**THE DATA**
▶

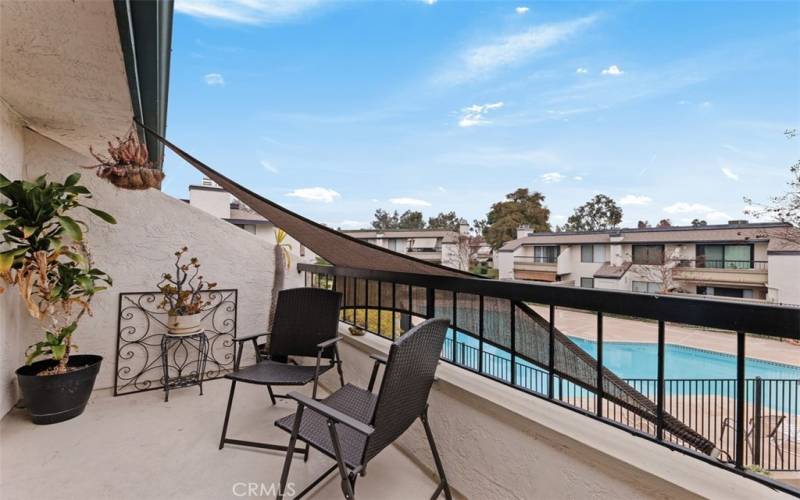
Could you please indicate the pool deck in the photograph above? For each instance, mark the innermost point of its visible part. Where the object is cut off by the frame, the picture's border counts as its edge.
(584, 325)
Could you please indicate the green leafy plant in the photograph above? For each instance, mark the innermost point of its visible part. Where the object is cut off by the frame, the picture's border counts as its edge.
(44, 254)
(181, 292)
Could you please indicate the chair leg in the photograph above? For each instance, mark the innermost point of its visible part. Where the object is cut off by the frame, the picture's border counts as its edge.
(227, 415)
(347, 485)
(443, 485)
(290, 451)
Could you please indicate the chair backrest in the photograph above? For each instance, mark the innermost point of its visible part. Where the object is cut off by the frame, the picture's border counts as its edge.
(406, 383)
(304, 317)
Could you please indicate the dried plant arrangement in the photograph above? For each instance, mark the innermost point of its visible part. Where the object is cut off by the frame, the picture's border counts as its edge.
(128, 165)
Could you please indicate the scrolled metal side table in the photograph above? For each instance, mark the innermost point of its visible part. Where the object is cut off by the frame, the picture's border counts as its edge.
(184, 342)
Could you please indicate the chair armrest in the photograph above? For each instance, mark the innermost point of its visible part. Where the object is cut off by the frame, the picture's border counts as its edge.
(380, 358)
(252, 336)
(335, 415)
(328, 343)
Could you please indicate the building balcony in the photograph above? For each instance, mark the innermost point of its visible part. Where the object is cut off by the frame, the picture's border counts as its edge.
(753, 273)
(535, 268)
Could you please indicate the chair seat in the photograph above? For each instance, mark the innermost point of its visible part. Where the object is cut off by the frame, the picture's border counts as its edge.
(350, 400)
(273, 373)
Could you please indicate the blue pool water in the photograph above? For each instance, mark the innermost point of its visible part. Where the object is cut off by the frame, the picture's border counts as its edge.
(639, 360)
(633, 360)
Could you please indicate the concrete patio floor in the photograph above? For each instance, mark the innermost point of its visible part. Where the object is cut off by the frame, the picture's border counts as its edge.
(137, 446)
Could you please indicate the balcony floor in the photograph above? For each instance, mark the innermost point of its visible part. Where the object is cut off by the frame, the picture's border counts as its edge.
(137, 446)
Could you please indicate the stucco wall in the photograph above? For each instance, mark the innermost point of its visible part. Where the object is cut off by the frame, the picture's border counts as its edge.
(151, 226)
(12, 313)
(496, 442)
(784, 278)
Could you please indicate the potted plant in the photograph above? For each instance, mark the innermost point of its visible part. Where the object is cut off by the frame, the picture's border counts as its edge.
(45, 256)
(128, 165)
(181, 295)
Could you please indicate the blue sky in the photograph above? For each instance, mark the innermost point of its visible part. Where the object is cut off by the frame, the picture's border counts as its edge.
(334, 109)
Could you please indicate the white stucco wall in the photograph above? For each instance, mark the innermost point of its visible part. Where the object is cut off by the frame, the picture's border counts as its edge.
(217, 202)
(12, 313)
(497, 442)
(784, 278)
(505, 265)
(151, 226)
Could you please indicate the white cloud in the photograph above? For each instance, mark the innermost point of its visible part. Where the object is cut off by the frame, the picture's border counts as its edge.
(245, 11)
(410, 202)
(633, 199)
(483, 60)
(351, 224)
(716, 216)
(269, 167)
(698, 210)
(476, 114)
(730, 174)
(551, 177)
(686, 208)
(321, 194)
(214, 79)
(612, 70)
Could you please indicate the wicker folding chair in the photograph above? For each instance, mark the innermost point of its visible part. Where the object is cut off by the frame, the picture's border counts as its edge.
(306, 323)
(353, 425)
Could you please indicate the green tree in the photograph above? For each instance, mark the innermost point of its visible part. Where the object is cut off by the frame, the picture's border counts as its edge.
(385, 220)
(599, 213)
(445, 220)
(520, 207)
(411, 219)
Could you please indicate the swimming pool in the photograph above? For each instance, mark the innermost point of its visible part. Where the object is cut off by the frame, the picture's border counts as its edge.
(635, 360)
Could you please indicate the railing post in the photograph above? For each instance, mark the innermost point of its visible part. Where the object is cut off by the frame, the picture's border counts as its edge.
(660, 383)
(394, 309)
(599, 403)
(551, 354)
(480, 334)
(513, 343)
(380, 292)
(740, 399)
(757, 419)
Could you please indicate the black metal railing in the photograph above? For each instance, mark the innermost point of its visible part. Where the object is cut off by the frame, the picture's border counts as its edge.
(495, 333)
(759, 265)
(539, 259)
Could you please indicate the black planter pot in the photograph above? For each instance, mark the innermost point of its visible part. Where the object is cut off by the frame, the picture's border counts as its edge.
(55, 398)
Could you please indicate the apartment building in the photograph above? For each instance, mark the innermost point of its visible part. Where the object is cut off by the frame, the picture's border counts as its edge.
(448, 248)
(741, 260)
(211, 198)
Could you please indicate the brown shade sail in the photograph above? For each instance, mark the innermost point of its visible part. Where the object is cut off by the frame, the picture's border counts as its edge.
(335, 247)
(571, 362)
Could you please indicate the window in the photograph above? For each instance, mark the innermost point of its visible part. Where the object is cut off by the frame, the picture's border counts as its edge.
(740, 293)
(648, 254)
(545, 254)
(646, 286)
(725, 256)
(593, 253)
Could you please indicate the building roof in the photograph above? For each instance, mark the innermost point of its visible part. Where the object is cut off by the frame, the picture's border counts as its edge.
(781, 237)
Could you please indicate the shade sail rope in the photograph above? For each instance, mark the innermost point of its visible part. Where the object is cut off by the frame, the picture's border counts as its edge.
(342, 250)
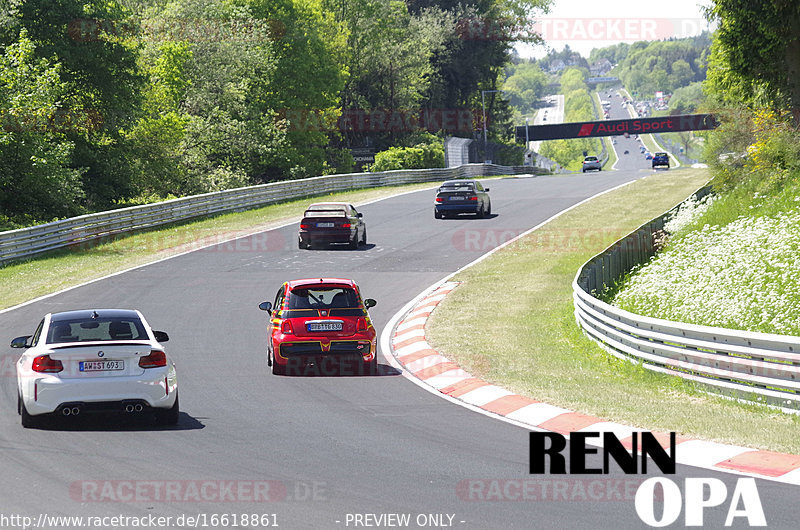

◀

**EXERCISE**
Identify each line in the entries above that contains the word "post", and copy those lines in full.

**OUTPUT BELOW**
Could you please indicate the railing post in the photograph above? For each instance, mark the innermost point of its visible part. Where the object is cut off by the frame, the picture's border counts as its edge.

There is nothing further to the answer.